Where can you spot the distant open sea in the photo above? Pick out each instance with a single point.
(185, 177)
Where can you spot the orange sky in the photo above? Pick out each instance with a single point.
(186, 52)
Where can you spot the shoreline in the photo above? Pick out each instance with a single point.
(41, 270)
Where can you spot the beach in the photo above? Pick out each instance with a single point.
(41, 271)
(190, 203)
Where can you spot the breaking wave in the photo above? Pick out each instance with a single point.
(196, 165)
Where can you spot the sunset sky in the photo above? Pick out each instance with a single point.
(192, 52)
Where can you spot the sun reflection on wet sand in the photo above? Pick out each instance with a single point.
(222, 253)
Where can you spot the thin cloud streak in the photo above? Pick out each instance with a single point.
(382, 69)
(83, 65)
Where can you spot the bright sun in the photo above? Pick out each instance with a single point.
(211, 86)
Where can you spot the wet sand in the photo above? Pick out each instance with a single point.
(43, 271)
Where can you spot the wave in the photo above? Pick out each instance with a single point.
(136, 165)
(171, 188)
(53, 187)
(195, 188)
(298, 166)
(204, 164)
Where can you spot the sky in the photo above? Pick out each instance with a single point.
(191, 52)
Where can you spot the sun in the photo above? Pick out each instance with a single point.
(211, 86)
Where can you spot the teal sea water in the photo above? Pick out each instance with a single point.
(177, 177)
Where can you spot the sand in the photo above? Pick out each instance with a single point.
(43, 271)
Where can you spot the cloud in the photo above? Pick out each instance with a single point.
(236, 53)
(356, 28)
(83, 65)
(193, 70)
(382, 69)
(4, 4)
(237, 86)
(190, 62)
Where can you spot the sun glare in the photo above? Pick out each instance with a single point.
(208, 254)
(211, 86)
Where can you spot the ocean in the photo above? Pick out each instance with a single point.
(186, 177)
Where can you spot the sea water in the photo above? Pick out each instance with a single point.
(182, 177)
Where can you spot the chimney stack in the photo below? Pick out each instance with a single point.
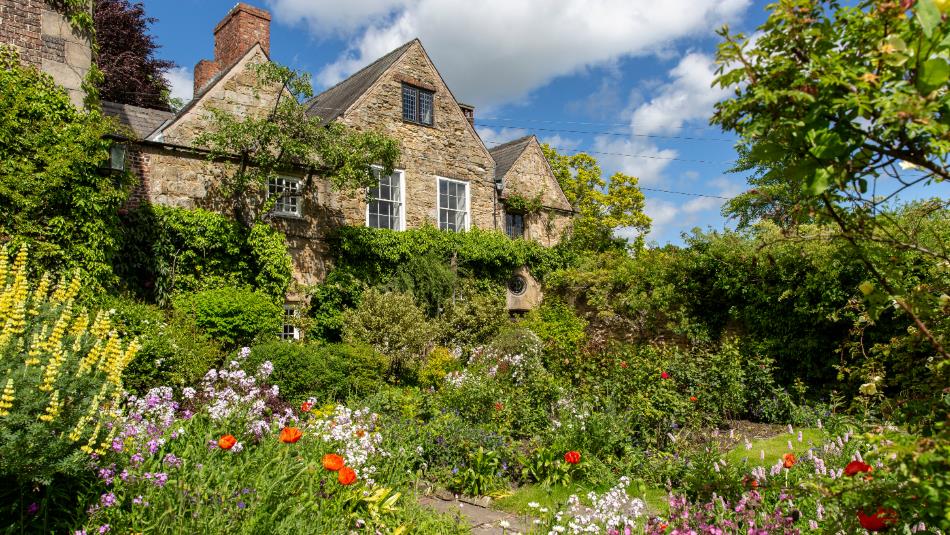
(243, 27)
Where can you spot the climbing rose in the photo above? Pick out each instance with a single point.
(856, 467)
(788, 460)
(332, 462)
(879, 521)
(290, 435)
(346, 476)
(227, 442)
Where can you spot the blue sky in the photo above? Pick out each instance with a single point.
(627, 80)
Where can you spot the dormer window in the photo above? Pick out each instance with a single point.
(417, 105)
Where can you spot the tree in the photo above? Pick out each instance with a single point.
(126, 56)
(288, 137)
(53, 194)
(841, 109)
(603, 206)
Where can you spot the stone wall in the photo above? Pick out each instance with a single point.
(45, 39)
(450, 148)
(529, 176)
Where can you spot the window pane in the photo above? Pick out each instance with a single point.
(408, 103)
(425, 107)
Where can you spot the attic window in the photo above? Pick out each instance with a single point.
(417, 105)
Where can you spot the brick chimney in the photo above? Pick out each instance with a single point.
(243, 27)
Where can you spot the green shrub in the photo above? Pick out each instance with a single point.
(394, 325)
(174, 352)
(474, 317)
(428, 279)
(53, 195)
(169, 250)
(233, 316)
(561, 332)
(321, 371)
(61, 386)
(328, 300)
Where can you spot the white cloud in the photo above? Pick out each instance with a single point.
(181, 82)
(492, 137)
(687, 97)
(497, 51)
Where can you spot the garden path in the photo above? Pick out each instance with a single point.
(483, 520)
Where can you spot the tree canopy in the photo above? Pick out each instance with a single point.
(126, 56)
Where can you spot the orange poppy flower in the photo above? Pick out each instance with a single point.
(289, 435)
(227, 442)
(332, 462)
(346, 476)
(788, 460)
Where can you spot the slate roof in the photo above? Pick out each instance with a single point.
(141, 121)
(507, 154)
(333, 102)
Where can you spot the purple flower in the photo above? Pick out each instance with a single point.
(107, 499)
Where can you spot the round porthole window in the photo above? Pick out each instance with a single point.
(517, 285)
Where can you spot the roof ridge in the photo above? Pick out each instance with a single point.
(353, 75)
(507, 144)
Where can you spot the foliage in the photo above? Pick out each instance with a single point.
(321, 371)
(290, 137)
(519, 204)
(174, 351)
(339, 291)
(233, 316)
(601, 204)
(126, 56)
(62, 381)
(561, 333)
(371, 254)
(475, 315)
(847, 104)
(428, 279)
(394, 325)
(53, 194)
(167, 250)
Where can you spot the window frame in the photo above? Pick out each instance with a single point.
(298, 195)
(468, 202)
(293, 311)
(508, 226)
(417, 101)
(402, 198)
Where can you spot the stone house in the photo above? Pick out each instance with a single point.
(44, 38)
(446, 176)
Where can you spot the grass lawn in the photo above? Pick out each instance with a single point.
(775, 447)
(555, 498)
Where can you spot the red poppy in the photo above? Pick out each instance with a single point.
(857, 467)
(227, 442)
(332, 462)
(879, 521)
(788, 460)
(346, 476)
(289, 435)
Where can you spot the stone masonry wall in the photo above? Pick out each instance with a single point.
(45, 39)
(529, 176)
(448, 149)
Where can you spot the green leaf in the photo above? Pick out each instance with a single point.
(928, 15)
(932, 75)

# What is needed
All entries must be written out again exactly as given, with no pictures in the copy.

# The completed task
Where can you spot the distant open sea in the photo above? Pick out each instance with a single point.
(185, 177)
Where can you spot the orange sky in the photo above? Pick out each instance with a single point.
(186, 52)
Where can you spot the shoreline in the photo above? Pick out each instance with a single point.
(41, 270)
Where can you spot the beach in the photo above? Pick out each instance with a single point.
(41, 271)
(190, 203)
Where can you spot the breaking wave in the photo above? Pick out each instance with a single point.
(196, 165)
Where can you spot the sunset sky in the photo above? Pick out each instance with a single point.
(192, 52)
Where can you spot the sun reflection on wet sand in the photo above? Pick out each instance with a single point.
(222, 253)
Where can you spot the thin cloud streak in the photo above? Pick out each instance with a single point.
(382, 69)
(83, 65)
Where can you spot the bright sun in the photo above? Pick out each instance with a single point.
(211, 86)
Where can you spot the wet sand in the photo above? Pick out each instance with a single point.
(43, 271)
Where can you spot the wave in the photo above? Pick out each instance with a single point.
(136, 165)
(171, 188)
(53, 187)
(195, 188)
(298, 166)
(204, 164)
Where can you spot the sky in the photo above? Pick out each instance with a single point.
(191, 52)
Where can you spot the sun in the photo above? Pick out each instance with a single point.
(211, 86)
Where can you spot the teal sea water in the photo above? Pick out each instance with a single point.
(177, 177)
Where can you spot the sand in the photo above? Pick out each instance with a single point.
(43, 271)
Where can you spot the cloud in the photo above? Pick out each instance with a single point.
(236, 53)
(356, 28)
(83, 65)
(193, 70)
(382, 69)
(4, 4)
(237, 86)
(190, 62)
Where can you spot the sun glare in the photo above? Pick out each instance with a single point.
(208, 254)
(211, 86)
Where can you spot the ocean in the photo above? Pick out each instance with a single point.
(186, 177)
Where can you spot the sea water in the photo above? Pick out each instance with a single point.
(182, 177)
Where can you spot the chimney stack in the photo below? Pick out each instance with a single point.
(243, 27)
Where can you spot the climbing rose in the photo above? Pick out each instance with a single point.
(856, 467)
(788, 460)
(332, 462)
(879, 521)
(290, 435)
(346, 476)
(227, 442)
Where can you spot the blue sky in the photo above? Pick out each instance with a single point.
(627, 80)
Where can you spot the dormer window in the photo above? Pick out each instance with a single point.
(417, 105)
Where can you spot the tree in the photo above? Pick out each instance with a single point.
(126, 56)
(288, 137)
(53, 194)
(841, 109)
(603, 206)
Where can you spot the stone wall in the photo above? Pick out each instance with a single point.
(45, 39)
(450, 148)
(529, 176)
Where can you spot the window pane in the photo above? Pick out each instance with a single point.
(408, 103)
(425, 107)
Where can you spot the attic window in the photo above? Pick out each instance with a single point.
(417, 105)
Where can you spot the brick chimney in the photo above? Pick out each instance with a single point.
(243, 27)
Where can you spot the green shrub in the photo above? Pick out each instance with a single point.
(394, 325)
(174, 352)
(474, 317)
(428, 279)
(53, 195)
(169, 250)
(233, 316)
(561, 332)
(321, 371)
(61, 386)
(328, 300)
Where can you spot the white cloud in the photo above? Pick out each instance with a single point.
(181, 82)
(492, 137)
(687, 97)
(497, 51)
Where can you spot the garden path in the photo above? Pick out each instance with a single point.
(483, 520)
Where can you spot the tree canopy in the photo above? Pick out each instance with a single point.
(126, 56)
Where can you spot the orange poppy flower in the photo above? Pick out each instance with a single point.
(289, 435)
(227, 442)
(332, 462)
(346, 476)
(788, 460)
Where can you spot the slate roof in the photo above? Pick out each instance with a single point.
(141, 121)
(507, 154)
(333, 102)
Where can you spot the purple flower in the photo above? Pick out each instance with a single point.
(107, 499)
Where can you spot the round porthole window in the photo above? Pick out each instance with a single point.
(517, 285)
Where can you spot the roof ridge in the photo above? Pick out each instance with a single point.
(353, 75)
(507, 144)
Where can you spot the foliage in the photo above? Pick out each instance with a single point.
(321, 371)
(290, 137)
(519, 204)
(174, 351)
(339, 291)
(233, 316)
(601, 204)
(126, 56)
(62, 381)
(561, 333)
(371, 254)
(475, 315)
(847, 104)
(428, 279)
(394, 325)
(53, 194)
(167, 250)
Where can you spot the window frame in the photo above? Pick out each instance with a single point.
(298, 195)
(468, 202)
(293, 311)
(508, 226)
(417, 101)
(402, 198)
Where can you spot the stone house in the photo above? Pick out each instance with a single point.
(44, 38)
(446, 176)
Where can you spot the grass lawn in the photo above? Pick out each instance with a single point.
(775, 447)
(555, 498)
Where can you spot the red poppy in the photo above? Pick out each instance with a single point.
(857, 467)
(227, 442)
(332, 462)
(879, 521)
(788, 460)
(346, 476)
(289, 435)
Where can you spot the stone masonry wall in the photo above? Pick out each instance with a single point.
(45, 39)
(529, 176)
(448, 149)
Where can you spot the green leaf in the photo above? Pick out each instance with a single point.
(928, 15)
(932, 75)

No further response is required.